Aim A.
In the article on Chinese bookstores in Singapore, why did the writer and other Malaysian students go downtown on weekends and holidays? Answer in one to three sentences.
Aim B.
According to the article on Chinese bookstores in Singapore, where did buses from Nantah to town end their journey?
Aim C.
Reproduce the part of the article on Chinese bookstores in Singapore starting with "The most well-known" and going on through "Book Store (星联).".
## start Document section
Some Chinese bookstores in Singapore have managed to survive despite the challenges of the digital age and the decline in Chinese readers.
By Lee Ching Seng
View of North Bridge Road, c. 1970s. Before the 1980s, it was a popular location for Chinese bookstores until they moved into the nearby Bras Basah Complex. Collection of the National Museum of Singapore, National Heritage Board.
In the last two decades, the successive closure of numerous Chinese bookstores in Singapore have drawn laments from book lovers. Bookstores have always been an integral part of my life. Since I was a child, I have loved visiting bookstores to buy books and peruse the colourful stationery on display. As an adult, I once even owned a bookstore and also worked as a librarian for more than 40 years. During this time, I had the opportunity to meet many book lovers and bookstore operators. The fact that bookstores are now becoming a sunset industry is, for me, a bitter pill to swallow.
Book Streets: North and South Bridge Roads (1950–70)
My love affair with Chinese bookstores in Singapore began in 1966 when I first arrived here from Malaysia for my undergraduate studies at Nanyang University (Nantah). Back then, I lived in a dormitory on campus. Most Singaporean students who stayed in the dormitories would go home on weekends or during the holidays, so Malaysian students would be left behind and the campus would be unusually quiet. To stave off loneliness, my fellow Malaysians and I would go downtown to watch movies or visit the bookstores.
In those days, buses travelling from Nantah to town would end their journey at the terminal station on Queen Street, in the Bugis area. This was also where unlicensed taxis from Nantah would end up as well. There were between 20 and 30 bookstores clustered on North Bridge Road, Victoria Street, Middle Road, Bras Basah Road, Queen Street, Waterloo Street, Bencoolen Street, Prinsep Street and Selegie Street, as well as countless small book stalls nestled along the five-footway of shophouses.
The most well-known were Chung Hwa Book Company (中华), The Commercial Press (商务), Union Book Company (友联), Popular Bookstore (大众), Youth Book Company (青年), The Nanyang Book Company (南洋), China (中国), Black Cat Book Co. (黑猫) and The Student Book Store (学生). They were all situated along North Bridge Road or in one of its alleys. On nearby Victoria Street were other books stores like Shanghai Book Company (上海), Tah Lian Book Store (大联) and Sing Lien Book Store (星联).
The Commercial Press and Shanghai Book Company on North Bridge Road c. 1920s–30s. Collection of the National Museum of Singapore, National Heritage Board.
## end Document section
## start Record list
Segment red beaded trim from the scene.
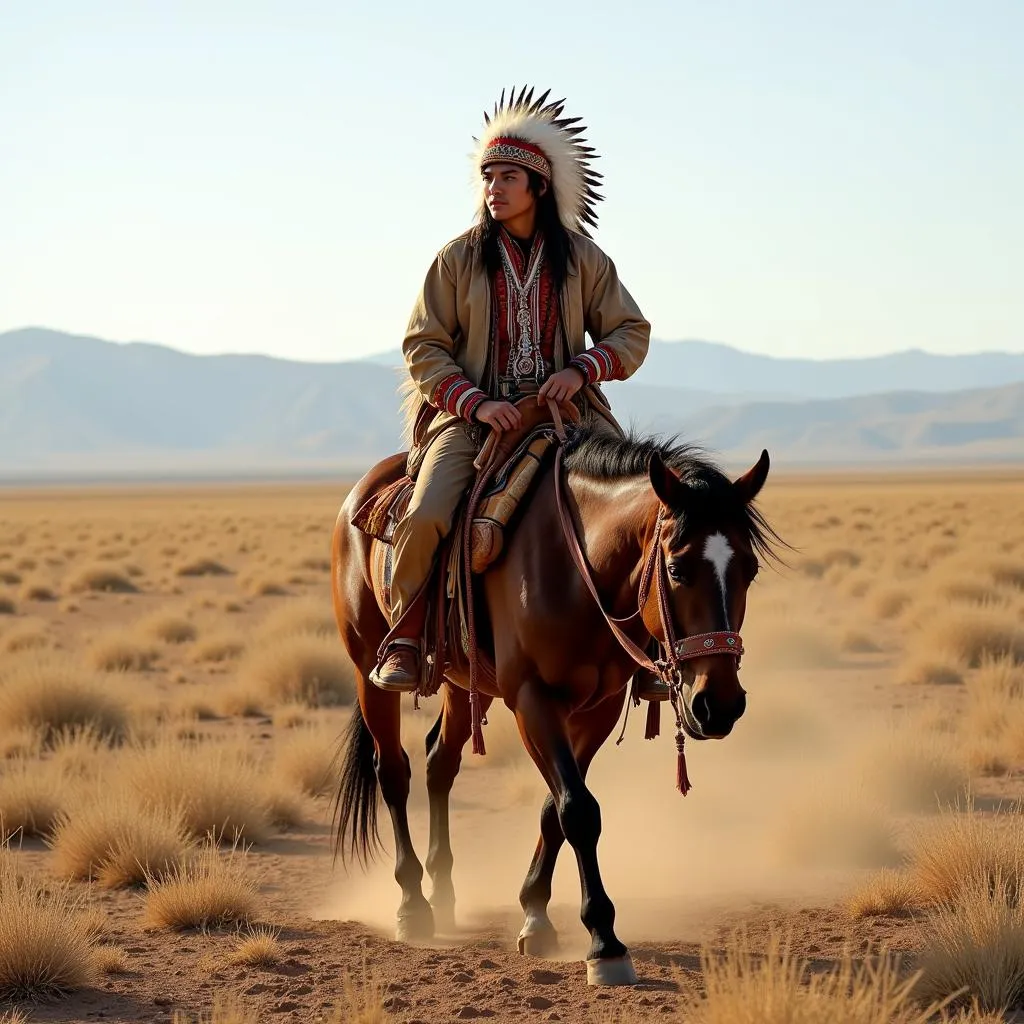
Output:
[480,138,551,181]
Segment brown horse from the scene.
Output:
[332,428,777,984]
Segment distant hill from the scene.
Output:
[367,341,1024,399]
[0,328,1024,478]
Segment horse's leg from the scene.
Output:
[427,685,490,934]
[515,682,636,985]
[519,699,622,956]
[358,667,434,940]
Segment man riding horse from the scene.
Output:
[371,89,668,699]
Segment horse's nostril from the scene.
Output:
[690,690,711,725]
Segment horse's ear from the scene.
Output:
[732,449,770,505]
[647,452,684,509]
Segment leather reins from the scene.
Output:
[555,446,743,686]
[548,401,743,797]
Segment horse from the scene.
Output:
[331,427,779,984]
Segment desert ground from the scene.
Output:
[0,470,1024,1024]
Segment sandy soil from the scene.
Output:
[0,476,1024,1024]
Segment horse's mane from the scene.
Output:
[564,427,787,561]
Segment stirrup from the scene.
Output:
[370,637,423,693]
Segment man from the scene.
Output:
[371,89,656,691]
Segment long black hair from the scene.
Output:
[470,168,572,294]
## end Record list
Correct result A.
Most Singaporean students in the dormitories went home on weekends and during holidays, so the Malaysian students were left behind on an unusually quiet campus. To stave off loneliness, they went downtown to watch movies or visit the bookstores.

Correct result B.
At the terminal station on Queen Street, in the Bugis area.

Correct result C.
The most well-known were Chung Hwa Book Company (中华), The Commercial Press (商务), Union Book Company (友联), Popular Bookstore (大众), Youth Book Company (青年), The Nanyang Book Company (南洋), China (中国), Black Cat Book Co. (黑猫) and The Student Book Store (学生). They were all situated along North Bridge Road or in one of its alleys. On nearby Victoria Street were other books stores like Shanghai Book Company (上海), Tah Lian Book Store (大联) and Sing Lien Book Store (星联).